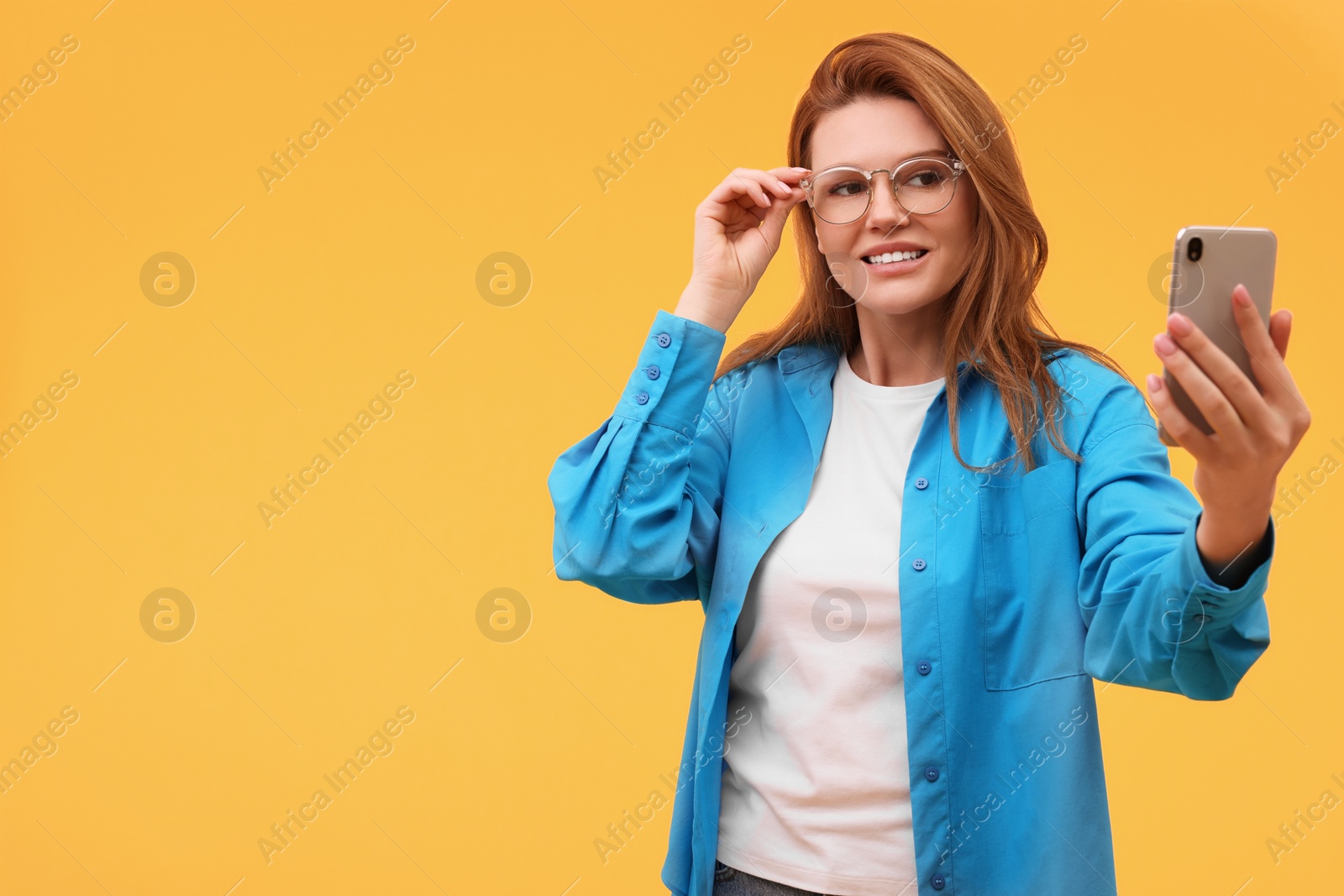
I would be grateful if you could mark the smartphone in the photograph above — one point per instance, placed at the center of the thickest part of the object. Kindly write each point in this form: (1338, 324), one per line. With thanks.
(1207, 264)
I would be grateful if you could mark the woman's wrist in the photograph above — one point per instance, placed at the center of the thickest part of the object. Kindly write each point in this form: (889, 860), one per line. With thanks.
(699, 305)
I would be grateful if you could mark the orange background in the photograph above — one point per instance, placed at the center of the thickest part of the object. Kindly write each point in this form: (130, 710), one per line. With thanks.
(538, 726)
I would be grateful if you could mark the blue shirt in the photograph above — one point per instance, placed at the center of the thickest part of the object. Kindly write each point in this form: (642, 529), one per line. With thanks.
(1016, 590)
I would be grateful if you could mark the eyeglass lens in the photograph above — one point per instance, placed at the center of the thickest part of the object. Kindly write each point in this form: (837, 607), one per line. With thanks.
(922, 187)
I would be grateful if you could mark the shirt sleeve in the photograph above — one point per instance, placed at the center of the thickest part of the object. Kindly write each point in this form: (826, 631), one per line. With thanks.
(1155, 618)
(638, 500)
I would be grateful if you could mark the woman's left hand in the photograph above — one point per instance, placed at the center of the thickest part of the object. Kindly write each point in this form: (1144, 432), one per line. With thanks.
(1254, 434)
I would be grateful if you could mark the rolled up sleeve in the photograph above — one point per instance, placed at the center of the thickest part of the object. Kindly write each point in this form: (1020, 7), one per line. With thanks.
(638, 500)
(1155, 617)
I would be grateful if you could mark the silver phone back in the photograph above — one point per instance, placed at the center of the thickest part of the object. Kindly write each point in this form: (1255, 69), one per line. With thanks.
(1203, 291)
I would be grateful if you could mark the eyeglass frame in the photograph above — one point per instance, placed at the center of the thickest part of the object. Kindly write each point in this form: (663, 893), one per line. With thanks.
(958, 168)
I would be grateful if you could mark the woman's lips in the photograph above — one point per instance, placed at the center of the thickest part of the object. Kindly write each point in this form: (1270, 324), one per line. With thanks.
(890, 269)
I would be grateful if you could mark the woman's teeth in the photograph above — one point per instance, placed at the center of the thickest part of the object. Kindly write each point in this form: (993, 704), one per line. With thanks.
(894, 257)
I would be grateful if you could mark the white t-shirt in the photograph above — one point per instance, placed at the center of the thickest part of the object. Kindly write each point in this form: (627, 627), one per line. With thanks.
(816, 783)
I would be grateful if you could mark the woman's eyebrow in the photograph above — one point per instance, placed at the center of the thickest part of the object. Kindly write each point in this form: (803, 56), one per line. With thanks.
(934, 150)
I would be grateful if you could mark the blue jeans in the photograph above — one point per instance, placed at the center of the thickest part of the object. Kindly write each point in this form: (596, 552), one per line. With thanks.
(732, 882)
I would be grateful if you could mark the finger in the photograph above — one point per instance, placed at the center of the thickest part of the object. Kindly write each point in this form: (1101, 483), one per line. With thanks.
(1176, 423)
(1206, 396)
(741, 187)
(1222, 369)
(1267, 360)
(1280, 328)
(1256, 338)
(790, 175)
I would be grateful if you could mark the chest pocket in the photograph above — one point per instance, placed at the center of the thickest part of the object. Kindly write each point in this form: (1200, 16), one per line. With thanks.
(1028, 600)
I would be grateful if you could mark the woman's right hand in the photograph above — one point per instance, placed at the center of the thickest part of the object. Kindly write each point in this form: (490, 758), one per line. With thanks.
(737, 233)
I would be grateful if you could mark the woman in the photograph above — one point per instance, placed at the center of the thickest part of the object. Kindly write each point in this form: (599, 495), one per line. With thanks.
(918, 521)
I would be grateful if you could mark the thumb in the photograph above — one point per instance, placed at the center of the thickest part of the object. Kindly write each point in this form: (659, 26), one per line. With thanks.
(772, 226)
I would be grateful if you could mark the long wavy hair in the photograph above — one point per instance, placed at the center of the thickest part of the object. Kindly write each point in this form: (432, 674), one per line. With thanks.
(992, 313)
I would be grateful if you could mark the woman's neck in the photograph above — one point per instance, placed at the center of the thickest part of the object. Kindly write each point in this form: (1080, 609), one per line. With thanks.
(898, 349)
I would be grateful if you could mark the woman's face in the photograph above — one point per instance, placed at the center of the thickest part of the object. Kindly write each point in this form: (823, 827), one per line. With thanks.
(880, 134)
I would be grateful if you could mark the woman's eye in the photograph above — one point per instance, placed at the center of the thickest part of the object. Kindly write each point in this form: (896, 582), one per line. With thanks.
(848, 188)
(925, 179)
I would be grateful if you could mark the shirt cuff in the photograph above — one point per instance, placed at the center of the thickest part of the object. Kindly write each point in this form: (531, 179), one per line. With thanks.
(1215, 600)
(674, 374)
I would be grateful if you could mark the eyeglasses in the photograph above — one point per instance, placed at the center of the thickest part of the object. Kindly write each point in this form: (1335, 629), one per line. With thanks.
(924, 186)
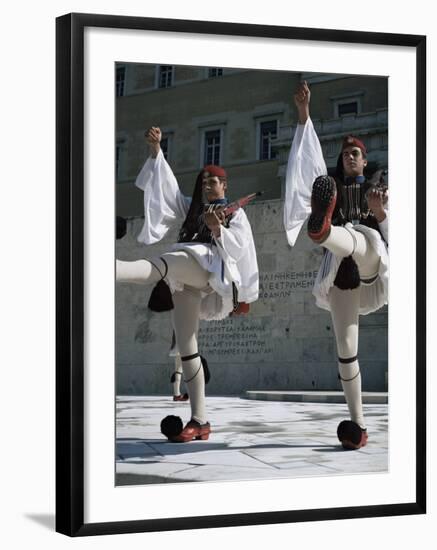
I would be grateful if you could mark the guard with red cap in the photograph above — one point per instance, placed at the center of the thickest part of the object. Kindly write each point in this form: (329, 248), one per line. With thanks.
(348, 216)
(212, 267)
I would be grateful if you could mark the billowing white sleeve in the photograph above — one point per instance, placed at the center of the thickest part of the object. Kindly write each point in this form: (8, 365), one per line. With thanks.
(383, 227)
(164, 204)
(305, 163)
(234, 240)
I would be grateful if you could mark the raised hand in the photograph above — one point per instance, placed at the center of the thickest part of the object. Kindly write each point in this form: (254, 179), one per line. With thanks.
(153, 138)
(302, 98)
(376, 200)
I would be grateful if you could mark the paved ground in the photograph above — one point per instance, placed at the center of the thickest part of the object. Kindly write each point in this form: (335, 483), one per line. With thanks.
(250, 440)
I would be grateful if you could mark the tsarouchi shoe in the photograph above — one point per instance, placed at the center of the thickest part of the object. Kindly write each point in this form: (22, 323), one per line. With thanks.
(323, 199)
(183, 397)
(193, 430)
(351, 436)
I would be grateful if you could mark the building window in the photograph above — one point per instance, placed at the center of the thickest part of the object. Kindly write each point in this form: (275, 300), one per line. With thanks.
(212, 145)
(118, 152)
(348, 108)
(165, 76)
(120, 79)
(268, 130)
(214, 72)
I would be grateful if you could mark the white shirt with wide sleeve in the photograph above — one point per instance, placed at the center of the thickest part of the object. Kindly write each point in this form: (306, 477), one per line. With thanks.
(232, 259)
(305, 164)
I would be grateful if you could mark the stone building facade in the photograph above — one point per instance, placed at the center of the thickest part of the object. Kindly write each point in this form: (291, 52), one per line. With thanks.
(245, 121)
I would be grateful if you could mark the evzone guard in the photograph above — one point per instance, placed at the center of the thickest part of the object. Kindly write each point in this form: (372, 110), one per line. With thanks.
(347, 216)
(211, 271)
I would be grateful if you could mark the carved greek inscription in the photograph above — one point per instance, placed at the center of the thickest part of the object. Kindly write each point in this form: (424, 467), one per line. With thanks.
(281, 284)
(233, 338)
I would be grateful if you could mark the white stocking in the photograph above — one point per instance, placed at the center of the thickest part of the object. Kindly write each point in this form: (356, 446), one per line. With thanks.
(177, 375)
(344, 242)
(186, 325)
(344, 311)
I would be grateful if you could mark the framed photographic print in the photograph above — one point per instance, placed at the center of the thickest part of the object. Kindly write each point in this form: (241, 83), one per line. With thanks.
(222, 274)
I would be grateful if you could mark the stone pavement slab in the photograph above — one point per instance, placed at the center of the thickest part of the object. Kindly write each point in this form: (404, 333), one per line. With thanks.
(250, 439)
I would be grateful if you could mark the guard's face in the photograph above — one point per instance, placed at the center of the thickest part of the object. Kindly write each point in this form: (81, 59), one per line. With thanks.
(353, 161)
(213, 187)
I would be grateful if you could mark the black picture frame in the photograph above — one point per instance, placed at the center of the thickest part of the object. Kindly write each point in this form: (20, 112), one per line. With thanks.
(70, 273)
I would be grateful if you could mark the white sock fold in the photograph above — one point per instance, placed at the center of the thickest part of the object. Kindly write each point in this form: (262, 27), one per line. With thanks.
(195, 382)
(351, 382)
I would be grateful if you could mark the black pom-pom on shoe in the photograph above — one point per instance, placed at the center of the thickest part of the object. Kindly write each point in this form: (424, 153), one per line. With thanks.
(171, 426)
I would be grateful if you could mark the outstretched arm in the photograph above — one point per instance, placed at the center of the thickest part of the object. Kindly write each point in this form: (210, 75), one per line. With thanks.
(302, 101)
(153, 138)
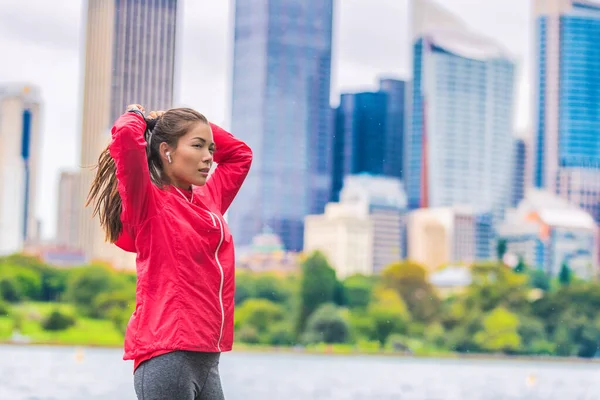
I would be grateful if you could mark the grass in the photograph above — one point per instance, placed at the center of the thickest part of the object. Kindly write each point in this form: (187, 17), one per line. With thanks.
(86, 331)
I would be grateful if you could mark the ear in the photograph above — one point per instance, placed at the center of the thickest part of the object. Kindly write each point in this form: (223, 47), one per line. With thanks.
(163, 149)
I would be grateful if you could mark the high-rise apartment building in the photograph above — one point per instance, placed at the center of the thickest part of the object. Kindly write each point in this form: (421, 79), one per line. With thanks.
(369, 133)
(519, 167)
(566, 149)
(459, 144)
(129, 58)
(69, 209)
(19, 165)
(280, 107)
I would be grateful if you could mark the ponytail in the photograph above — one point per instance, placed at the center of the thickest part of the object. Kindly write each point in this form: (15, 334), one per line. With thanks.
(104, 193)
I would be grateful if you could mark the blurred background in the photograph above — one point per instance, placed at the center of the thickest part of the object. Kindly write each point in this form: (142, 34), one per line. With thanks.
(420, 220)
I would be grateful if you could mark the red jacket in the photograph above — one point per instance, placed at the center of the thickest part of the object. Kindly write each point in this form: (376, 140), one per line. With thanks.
(185, 257)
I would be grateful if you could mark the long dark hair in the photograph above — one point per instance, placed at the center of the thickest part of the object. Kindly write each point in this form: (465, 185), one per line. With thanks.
(168, 128)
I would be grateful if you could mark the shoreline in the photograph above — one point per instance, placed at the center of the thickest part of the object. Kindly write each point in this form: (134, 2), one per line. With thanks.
(329, 351)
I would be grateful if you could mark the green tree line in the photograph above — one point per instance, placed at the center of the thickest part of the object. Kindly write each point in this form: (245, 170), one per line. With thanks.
(503, 310)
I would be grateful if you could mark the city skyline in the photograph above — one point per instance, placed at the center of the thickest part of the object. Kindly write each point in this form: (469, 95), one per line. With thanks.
(357, 64)
(129, 58)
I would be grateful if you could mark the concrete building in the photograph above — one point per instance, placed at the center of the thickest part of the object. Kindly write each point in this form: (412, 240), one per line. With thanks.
(439, 236)
(383, 199)
(459, 142)
(69, 209)
(129, 58)
(20, 106)
(280, 108)
(344, 233)
(567, 145)
(367, 228)
(369, 133)
(547, 231)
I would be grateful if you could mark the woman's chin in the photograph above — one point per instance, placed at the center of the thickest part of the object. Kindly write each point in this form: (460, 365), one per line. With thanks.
(200, 181)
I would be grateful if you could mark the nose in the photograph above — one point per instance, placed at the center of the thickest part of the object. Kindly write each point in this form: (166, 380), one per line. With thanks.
(207, 159)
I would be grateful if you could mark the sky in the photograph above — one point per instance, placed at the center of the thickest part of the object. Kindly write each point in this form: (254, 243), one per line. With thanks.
(42, 43)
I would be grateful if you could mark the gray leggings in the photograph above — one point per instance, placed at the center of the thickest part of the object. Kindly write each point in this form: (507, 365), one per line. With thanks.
(180, 375)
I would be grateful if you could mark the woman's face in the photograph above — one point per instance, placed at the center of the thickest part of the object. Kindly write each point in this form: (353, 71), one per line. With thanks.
(191, 160)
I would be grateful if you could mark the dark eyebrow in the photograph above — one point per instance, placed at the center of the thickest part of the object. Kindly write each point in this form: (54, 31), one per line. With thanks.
(204, 141)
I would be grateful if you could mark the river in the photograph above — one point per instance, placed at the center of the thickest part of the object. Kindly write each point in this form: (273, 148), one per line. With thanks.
(68, 373)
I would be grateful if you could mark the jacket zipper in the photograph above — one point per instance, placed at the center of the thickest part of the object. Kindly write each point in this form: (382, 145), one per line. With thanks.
(222, 278)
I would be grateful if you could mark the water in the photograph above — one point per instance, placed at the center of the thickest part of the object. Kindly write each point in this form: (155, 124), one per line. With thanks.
(64, 373)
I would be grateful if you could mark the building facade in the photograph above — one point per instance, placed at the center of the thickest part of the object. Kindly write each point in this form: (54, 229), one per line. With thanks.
(69, 209)
(546, 231)
(369, 133)
(19, 165)
(567, 145)
(129, 58)
(441, 236)
(280, 108)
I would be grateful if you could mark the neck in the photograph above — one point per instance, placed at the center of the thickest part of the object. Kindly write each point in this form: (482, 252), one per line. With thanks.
(179, 185)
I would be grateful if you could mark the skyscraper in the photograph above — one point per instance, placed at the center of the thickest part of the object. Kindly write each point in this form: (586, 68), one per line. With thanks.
(280, 107)
(459, 146)
(567, 145)
(19, 163)
(519, 171)
(69, 209)
(129, 58)
(369, 134)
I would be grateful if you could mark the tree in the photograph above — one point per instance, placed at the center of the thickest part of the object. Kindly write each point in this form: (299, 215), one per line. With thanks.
(260, 314)
(565, 276)
(499, 332)
(410, 282)
(326, 325)
(58, 321)
(244, 287)
(269, 287)
(539, 280)
(493, 285)
(389, 314)
(317, 287)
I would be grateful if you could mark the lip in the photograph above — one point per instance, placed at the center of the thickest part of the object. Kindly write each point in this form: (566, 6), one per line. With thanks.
(204, 171)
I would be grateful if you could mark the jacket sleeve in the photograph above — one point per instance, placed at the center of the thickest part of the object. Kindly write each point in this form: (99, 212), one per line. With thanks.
(234, 158)
(128, 149)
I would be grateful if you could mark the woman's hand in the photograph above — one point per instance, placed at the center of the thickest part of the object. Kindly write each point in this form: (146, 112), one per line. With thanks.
(134, 107)
(155, 114)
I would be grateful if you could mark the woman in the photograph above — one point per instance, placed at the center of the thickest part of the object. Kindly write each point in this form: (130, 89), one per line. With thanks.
(153, 196)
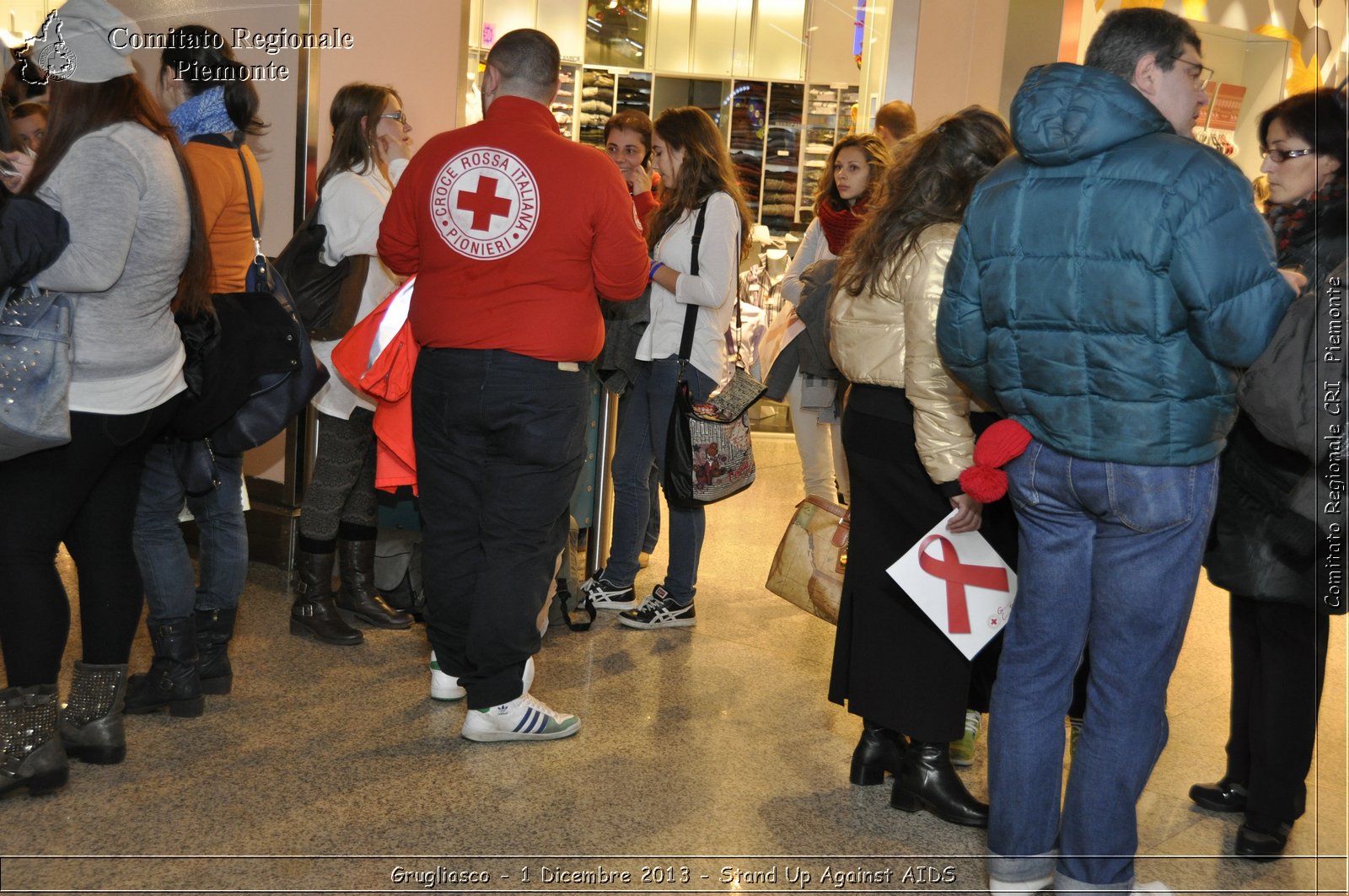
○ ○ ○ ○ ○ ○ ○
THE TASK — Reproduce the lines above verbatim, starting at the first line and ending at the line that contains "(1207, 264)", with both ends included. Omit the pictures.

CORRECT ANSWER —
I would be grateful if you could mark the smartphone in the photograph above — one point per instance, placed at the center of the thickest part of the object. Kindly write each point in this form: (1338, 324), one per line. With thanks.
(1207, 264)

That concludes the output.